### RECORDS SHOWN
^^^^^^^^^^^^^^^^

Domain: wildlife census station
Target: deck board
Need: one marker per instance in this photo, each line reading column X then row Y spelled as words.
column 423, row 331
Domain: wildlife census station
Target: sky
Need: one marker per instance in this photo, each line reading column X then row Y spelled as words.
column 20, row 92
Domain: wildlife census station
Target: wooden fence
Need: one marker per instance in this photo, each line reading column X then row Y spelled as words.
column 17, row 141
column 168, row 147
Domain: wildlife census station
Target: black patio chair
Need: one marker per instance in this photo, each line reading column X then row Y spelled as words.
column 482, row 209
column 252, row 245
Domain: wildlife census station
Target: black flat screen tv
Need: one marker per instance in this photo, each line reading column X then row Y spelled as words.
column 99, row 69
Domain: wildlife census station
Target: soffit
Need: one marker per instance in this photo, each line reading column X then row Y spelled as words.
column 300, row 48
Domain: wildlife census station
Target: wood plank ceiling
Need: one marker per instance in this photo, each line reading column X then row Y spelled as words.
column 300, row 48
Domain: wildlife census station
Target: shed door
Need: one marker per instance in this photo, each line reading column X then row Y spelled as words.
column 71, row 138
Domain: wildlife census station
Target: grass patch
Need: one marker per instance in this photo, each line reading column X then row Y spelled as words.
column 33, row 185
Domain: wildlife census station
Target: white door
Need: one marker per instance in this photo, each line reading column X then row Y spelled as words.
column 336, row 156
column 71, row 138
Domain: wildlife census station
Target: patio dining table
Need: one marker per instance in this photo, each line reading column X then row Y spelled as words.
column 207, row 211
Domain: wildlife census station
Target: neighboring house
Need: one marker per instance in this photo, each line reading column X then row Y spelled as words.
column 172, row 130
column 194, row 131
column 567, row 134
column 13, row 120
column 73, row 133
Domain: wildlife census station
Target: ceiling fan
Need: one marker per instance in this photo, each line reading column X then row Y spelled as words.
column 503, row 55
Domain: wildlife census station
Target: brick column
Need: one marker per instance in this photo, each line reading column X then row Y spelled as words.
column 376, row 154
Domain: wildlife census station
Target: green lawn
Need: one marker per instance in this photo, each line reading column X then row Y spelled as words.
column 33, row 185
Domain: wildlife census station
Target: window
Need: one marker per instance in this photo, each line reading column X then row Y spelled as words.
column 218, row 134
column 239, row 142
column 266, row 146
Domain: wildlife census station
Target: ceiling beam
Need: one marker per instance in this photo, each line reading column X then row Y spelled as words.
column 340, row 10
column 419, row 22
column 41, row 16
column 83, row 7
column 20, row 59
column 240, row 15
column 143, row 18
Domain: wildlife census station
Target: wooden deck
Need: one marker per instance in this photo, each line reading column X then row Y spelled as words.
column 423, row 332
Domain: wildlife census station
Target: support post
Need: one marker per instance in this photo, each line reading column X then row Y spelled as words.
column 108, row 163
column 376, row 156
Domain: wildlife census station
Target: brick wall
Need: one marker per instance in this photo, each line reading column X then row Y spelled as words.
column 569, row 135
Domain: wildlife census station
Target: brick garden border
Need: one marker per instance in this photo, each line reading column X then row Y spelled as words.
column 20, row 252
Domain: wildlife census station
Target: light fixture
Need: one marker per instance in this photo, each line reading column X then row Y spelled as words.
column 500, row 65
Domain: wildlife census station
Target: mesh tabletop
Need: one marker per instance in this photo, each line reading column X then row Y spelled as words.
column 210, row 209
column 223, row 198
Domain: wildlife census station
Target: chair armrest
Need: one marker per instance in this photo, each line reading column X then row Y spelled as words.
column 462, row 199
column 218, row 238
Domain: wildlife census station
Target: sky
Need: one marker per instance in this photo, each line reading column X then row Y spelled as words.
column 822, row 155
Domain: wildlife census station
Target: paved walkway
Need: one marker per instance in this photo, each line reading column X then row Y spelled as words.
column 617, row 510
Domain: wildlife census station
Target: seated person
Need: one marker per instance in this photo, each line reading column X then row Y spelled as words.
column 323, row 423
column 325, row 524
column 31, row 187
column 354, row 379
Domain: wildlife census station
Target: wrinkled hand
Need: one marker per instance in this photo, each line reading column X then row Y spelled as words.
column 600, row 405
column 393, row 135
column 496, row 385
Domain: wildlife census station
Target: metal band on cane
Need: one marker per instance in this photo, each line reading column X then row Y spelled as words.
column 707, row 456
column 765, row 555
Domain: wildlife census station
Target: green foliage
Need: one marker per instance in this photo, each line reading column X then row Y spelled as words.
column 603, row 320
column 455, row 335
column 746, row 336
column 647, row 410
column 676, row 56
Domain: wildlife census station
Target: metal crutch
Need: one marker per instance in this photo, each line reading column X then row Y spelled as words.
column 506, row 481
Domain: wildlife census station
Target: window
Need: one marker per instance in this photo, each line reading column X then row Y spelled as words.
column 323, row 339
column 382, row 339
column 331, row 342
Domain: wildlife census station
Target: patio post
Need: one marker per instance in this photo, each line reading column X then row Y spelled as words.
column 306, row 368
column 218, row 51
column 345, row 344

^^^^^^^^^^^^^^^^

Write out the data again, exactly and in full.

Domain: wildlife census station
Target: deck board
Need: one marker per instance in this photo, each line reading column X then row Y spelled as words.
column 423, row 331
Domain: wildlife census station
Target: sky
Need: one marker per instance in this photo, each line reading column X then row Y spelled as words.
column 20, row 92
Domain: wildlife census station
Target: wooden fence
Need: one marker per instance in this photo, each line reading column X then row Y spelled as words.
column 17, row 141
column 168, row 147
Domain: wildlife census station
Target: black patio chair
Need: one marker per instance in this photo, each line reading column X then row Y spelled as words.
column 482, row 209
column 252, row 245
Domain: wildlife census station
Target: black flat screen tv
Need: one marker per instance in this photo, each line reading column X then row Y spelled as words.
column 99, row 69
Domain: wildlife census station
Target: soffit
Need: one marker per instance in this photo, each line reading column X then row Y spelled as words.
column 300, row 48
Domain: wildlife census station
Target: wood plank ceiling
Need: one marker per instance in this photo, each line reading column X then row Y spelled as words.
column 300, row 48
Domain: wildlife census station
Target: shed door
Need: one marker per instance in this photo, each line reading column X then row Y spelled as words.
column 71, row 138
Domain: wildlife census station
Target: grass patch
Need: one marker per instance in this photo, each line reading column X then row Y spelled as words.
column 33, row 185
Domain: wildlife census station
Target: white door
Need: one marker per instance in this photo, each line reading column X then row Y spelled as words.
column 336, row 156
column 71, row 138
Domain: wildlife census station
Target: patio dining table
Need: one marker per instance in this photo, each line reading column X then row Y spelled as words.
column 207, row 211
Domain: wildlife census station
Target: neighboring house
Need: one marker per instance in this photo, each line reading column X then row Y spelled as words.
column 172, row 130
column 194, row 131
column 567, row 134
column 13, row 120
column 73, row 133
Domain: wildlife census station
Target: ceiling fan
Need: one marker per instance in this photo, each line reading column X then row Y spelled as words.
column 503, row 55
Domain: wildlife census station
Target: brick column
Need: one marker per instance in this photo, each line reading column X then row Y spelled as words.
column 376, row 154
Domain: wildlife census station
Target: green lawn
Need: one marker per instance in this photo, each line reading column X then row Y spelled as words.
column 33, row 185
Domain: wildlife census station
Target: window
Need: one marker per instance in this photo, each line reading column X then row Y spelled as words.
column 218, row 134
column 239, row 142
column 266, row 146
Domain: wildlife census station
Target: ceiling beam
Need: one marker per instance in this photo, each line reading column X then row Y spelled as words.
column 340, row 10
column 419, row 22
column 41, row 16
column 83, row 7
column 20, row 59
column 240, row 15
column 143, row 18
Domain: wildlife census station
Target: wooden deck
Need: one marker per instance in this photo, each line reading column X then row Y spelled as words.
column 423, row 332
Domain: wildlife census station
Target: support post
Need: one marker per instance in this photo, each line reading column X then row Y spelled as words.
column 108, row 163
column 376, row 156
Domain: wildlife census station
Target: brick wall
Need: one marker per instance in this photo, each line reading column X then row Y spelled as words.
column 569, row 135
Domain: wildlife census station
Target: brick garden border
Need: one marker per instance in this photo, each line reading column X then row Y spelled as words.
column 20, row 252
Domain: wildlife census station
Target: light fixture
Need: one marker per instance in this photo, each line reading column X then row Y spelled as words.
column 500, row 65
Domain: wildlife census station
Target: mesh tabletop
Need: one marker per instance in this photo, each line reading column X then row Y spelled as words.
column 210, row 209
column 223, row 198
Domain: wildlife census station
Target: chair armrest
Need: one marker per instance in this photo, each line reading column X then row Y spelled as words.
column 462, row 199
column 218, row 238
Domain: wildlife census station
Target: sky
Need: one marker per instance in this photo, each line reading column X then row Y spelled as words.
column 822, row 155
Domain: wildlife census station
Target: paved walkway
Need: one marker per instance in this photo, each line reading column X then row Y spelled as words.
column 617, row 510
Domain: wildlife census station
Target: seated person
Need: one marker per instance in this photo, each line reading column X then row Y spelled as words.
column 323, row 423
column 325, row 524
column 31, row 187
column 354, row 379
Domain: wildlife census station
Target: wrinkled hand
Need: one marker per instance in this photo, each line reading column X then row Y spelled as words.
column 600, row 405
column 393, row 135
column 496, row 385
Domain: wildlife census station
Target: metal band on cane
Need: one marker per instance in this photo, each line reading column X then row Y spelled as words.
column 707, row 456
column 765, row 555
Domain: wildlife census station
Target: green foliage
Need: one marker per instance in this photo, each line reading column X then row Y spelled as words.
column 603, row 320
column 455, row 335
column 746, row 336
column 647, row 410
column 676, row 56
Domain: wildlife census station
Target: metal crutch
Need: one marker per instance in this photo, each line reading column X then row Y spelled as words.
column 506, row 481
Domain: wildlife census station
Target: window
Need: one marker per instance in this photo, each line reading column X then row Y spelled as words.
column 323, row 339
column 382, row 339
column 331, row 342
Domain: wildlife census station
Target: patio post
Need: one marker per instance in this photo, each line reading column X then row Y spelled as words.
column 306, row 368
column 218, row 51
column 345, row 344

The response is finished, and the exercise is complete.